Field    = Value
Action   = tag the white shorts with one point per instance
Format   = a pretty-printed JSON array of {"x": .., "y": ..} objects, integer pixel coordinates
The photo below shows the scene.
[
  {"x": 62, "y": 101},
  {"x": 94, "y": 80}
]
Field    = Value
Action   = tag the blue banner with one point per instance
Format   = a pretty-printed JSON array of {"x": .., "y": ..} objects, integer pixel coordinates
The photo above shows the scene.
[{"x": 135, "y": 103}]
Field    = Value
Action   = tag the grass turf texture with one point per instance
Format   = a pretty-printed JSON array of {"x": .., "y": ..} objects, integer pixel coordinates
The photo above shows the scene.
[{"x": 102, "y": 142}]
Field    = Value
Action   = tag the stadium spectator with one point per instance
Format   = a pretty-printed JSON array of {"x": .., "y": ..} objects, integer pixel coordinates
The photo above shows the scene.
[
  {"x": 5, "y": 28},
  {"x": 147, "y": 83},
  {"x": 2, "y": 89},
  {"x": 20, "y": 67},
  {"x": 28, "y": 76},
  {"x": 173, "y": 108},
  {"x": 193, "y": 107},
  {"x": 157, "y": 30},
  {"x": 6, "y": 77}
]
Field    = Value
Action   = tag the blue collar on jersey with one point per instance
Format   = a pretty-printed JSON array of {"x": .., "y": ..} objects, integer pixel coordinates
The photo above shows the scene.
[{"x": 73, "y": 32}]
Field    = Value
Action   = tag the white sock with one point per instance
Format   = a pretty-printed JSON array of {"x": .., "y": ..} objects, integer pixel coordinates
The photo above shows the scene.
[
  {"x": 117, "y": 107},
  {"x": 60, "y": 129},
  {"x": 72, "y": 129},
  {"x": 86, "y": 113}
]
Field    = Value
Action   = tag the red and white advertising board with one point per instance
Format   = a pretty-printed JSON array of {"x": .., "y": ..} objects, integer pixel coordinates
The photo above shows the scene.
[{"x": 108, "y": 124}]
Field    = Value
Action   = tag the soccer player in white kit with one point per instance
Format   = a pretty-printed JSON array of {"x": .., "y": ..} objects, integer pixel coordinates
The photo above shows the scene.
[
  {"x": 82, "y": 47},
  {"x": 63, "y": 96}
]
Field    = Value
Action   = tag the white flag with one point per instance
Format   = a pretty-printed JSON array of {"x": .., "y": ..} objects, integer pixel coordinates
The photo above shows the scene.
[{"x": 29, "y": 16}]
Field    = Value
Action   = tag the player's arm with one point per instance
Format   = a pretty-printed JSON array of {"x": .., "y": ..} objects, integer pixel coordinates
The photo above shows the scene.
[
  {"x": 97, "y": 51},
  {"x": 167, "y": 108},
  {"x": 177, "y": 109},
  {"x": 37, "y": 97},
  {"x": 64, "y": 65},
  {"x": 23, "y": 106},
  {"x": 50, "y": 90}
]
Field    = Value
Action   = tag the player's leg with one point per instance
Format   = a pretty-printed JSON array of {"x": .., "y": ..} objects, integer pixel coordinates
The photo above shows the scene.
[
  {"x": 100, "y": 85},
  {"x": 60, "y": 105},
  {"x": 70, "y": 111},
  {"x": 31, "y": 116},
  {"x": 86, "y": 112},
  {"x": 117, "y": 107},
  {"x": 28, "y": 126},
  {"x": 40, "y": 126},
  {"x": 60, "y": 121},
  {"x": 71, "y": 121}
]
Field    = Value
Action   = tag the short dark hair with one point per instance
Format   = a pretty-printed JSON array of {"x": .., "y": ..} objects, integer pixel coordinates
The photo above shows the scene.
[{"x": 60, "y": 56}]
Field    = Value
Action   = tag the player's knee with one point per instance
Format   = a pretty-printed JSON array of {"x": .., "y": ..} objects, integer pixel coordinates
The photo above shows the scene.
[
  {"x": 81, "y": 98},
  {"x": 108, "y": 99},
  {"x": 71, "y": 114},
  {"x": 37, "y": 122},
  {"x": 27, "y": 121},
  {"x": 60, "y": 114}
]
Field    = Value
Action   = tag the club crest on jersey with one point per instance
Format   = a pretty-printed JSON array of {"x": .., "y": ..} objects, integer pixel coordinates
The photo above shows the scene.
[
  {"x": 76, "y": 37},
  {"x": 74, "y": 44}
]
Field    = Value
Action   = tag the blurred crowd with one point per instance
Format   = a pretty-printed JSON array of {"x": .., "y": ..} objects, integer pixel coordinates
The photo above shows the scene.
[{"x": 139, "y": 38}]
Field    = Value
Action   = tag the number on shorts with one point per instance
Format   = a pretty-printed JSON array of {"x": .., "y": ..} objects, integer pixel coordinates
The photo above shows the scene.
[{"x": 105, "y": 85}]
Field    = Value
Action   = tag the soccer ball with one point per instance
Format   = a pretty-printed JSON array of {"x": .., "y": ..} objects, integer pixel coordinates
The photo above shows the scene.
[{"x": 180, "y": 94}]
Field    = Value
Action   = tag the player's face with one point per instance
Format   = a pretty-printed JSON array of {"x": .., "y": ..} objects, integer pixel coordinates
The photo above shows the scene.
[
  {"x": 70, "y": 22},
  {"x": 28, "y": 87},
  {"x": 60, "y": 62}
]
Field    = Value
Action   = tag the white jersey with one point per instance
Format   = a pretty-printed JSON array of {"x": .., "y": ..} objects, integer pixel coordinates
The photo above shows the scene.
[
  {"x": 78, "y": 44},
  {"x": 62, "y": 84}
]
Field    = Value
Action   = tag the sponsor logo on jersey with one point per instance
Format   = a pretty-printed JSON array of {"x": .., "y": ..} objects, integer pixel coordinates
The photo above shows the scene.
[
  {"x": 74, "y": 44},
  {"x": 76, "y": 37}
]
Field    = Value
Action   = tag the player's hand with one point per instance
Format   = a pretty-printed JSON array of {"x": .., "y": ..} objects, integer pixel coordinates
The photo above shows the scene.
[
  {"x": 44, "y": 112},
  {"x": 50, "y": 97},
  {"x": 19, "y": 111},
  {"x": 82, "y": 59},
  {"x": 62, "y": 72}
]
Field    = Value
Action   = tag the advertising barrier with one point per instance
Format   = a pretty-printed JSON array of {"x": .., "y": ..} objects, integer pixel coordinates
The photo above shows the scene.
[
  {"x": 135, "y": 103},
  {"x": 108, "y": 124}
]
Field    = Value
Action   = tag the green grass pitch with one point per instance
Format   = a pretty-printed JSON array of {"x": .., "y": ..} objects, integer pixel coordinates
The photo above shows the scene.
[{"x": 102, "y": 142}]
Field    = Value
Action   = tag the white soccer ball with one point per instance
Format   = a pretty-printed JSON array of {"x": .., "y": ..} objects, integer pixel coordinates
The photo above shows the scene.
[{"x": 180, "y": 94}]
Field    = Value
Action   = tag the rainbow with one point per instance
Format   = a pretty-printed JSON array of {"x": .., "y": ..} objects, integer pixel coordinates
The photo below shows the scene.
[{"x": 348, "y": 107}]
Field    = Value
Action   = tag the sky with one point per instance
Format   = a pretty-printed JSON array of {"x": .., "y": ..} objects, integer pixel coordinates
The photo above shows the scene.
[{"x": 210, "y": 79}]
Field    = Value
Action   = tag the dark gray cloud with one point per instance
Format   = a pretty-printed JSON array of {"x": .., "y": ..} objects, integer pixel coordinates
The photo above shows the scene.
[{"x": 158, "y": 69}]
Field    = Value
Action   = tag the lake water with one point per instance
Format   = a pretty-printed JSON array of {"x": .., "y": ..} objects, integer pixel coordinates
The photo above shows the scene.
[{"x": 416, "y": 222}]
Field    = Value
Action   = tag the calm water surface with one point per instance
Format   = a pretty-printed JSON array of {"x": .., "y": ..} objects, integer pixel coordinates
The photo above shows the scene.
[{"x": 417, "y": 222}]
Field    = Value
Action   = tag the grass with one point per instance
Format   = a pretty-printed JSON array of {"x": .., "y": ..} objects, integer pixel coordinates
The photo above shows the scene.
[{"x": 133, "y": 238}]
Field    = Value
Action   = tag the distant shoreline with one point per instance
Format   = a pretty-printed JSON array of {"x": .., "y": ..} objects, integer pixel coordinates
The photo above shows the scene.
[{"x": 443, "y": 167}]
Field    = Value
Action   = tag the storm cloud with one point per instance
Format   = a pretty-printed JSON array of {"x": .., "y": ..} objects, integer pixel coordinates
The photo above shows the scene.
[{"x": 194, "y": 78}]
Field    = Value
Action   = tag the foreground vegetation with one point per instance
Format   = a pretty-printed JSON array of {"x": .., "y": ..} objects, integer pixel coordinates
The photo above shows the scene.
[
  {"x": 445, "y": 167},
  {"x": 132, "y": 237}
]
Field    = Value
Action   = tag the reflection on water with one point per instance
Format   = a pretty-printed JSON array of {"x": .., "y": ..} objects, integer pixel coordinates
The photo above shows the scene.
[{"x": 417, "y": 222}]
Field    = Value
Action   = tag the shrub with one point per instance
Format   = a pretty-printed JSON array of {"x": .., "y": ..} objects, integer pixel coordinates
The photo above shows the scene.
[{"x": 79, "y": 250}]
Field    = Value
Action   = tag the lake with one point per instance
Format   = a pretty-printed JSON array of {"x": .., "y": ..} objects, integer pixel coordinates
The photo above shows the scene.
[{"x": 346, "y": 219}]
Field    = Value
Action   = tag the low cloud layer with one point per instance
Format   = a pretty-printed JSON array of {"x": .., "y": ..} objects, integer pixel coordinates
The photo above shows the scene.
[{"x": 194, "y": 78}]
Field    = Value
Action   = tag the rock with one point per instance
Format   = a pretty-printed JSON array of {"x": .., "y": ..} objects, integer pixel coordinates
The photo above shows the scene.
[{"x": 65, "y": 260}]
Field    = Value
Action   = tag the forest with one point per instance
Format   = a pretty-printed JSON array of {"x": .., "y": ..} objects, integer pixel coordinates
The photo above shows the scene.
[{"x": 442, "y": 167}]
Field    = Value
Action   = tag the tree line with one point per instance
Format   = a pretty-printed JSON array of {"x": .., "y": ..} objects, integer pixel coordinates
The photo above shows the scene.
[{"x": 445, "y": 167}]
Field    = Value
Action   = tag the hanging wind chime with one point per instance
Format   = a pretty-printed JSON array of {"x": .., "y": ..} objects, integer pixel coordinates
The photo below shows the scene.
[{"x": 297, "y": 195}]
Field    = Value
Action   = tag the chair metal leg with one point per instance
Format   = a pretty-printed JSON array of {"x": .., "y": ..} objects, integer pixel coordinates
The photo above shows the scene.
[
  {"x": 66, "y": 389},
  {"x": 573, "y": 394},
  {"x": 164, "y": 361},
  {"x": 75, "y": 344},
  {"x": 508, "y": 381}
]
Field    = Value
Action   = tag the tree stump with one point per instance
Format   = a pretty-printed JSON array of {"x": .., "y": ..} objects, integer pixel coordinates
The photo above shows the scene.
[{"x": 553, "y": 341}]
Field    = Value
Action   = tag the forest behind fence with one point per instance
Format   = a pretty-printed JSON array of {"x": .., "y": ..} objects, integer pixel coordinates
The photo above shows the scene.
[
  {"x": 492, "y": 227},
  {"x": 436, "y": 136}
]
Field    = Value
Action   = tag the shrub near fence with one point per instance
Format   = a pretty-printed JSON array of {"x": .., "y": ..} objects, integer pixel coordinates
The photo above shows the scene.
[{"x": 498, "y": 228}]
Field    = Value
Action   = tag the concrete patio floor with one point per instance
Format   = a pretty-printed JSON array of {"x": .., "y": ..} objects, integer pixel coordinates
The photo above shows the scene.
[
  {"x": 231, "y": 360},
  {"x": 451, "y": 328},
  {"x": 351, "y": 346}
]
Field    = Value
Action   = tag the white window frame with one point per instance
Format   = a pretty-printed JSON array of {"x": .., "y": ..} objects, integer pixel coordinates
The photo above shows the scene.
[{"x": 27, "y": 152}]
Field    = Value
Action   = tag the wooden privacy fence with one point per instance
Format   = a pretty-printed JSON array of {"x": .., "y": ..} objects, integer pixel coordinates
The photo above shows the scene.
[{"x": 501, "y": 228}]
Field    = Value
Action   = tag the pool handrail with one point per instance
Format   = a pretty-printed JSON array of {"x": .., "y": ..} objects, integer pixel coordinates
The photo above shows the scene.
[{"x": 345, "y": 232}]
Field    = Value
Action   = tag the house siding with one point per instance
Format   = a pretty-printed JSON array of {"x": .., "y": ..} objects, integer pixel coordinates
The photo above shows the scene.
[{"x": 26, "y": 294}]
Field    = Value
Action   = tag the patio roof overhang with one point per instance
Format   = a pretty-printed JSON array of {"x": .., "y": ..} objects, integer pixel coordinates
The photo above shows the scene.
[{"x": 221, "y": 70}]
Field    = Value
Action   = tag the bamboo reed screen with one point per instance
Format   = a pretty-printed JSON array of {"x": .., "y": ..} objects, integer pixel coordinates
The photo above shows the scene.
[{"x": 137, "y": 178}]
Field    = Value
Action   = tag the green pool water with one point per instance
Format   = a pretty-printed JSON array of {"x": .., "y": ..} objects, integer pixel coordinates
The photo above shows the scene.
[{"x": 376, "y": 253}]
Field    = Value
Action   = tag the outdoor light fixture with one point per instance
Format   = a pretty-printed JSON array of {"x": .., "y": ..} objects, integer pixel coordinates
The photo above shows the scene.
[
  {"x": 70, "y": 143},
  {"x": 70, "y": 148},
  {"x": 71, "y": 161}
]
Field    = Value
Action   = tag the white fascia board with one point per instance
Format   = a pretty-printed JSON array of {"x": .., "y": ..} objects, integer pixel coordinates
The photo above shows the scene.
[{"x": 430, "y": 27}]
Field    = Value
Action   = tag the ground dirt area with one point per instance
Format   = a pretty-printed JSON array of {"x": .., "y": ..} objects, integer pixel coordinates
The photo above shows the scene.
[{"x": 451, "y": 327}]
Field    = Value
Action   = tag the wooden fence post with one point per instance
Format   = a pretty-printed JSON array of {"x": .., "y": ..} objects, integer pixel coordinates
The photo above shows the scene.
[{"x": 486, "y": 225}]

____

*THE REQUEST*: Count the lines of the records that contain the word "lake" and give only the number.

*SOLUTION FOR THIS TASK*: 2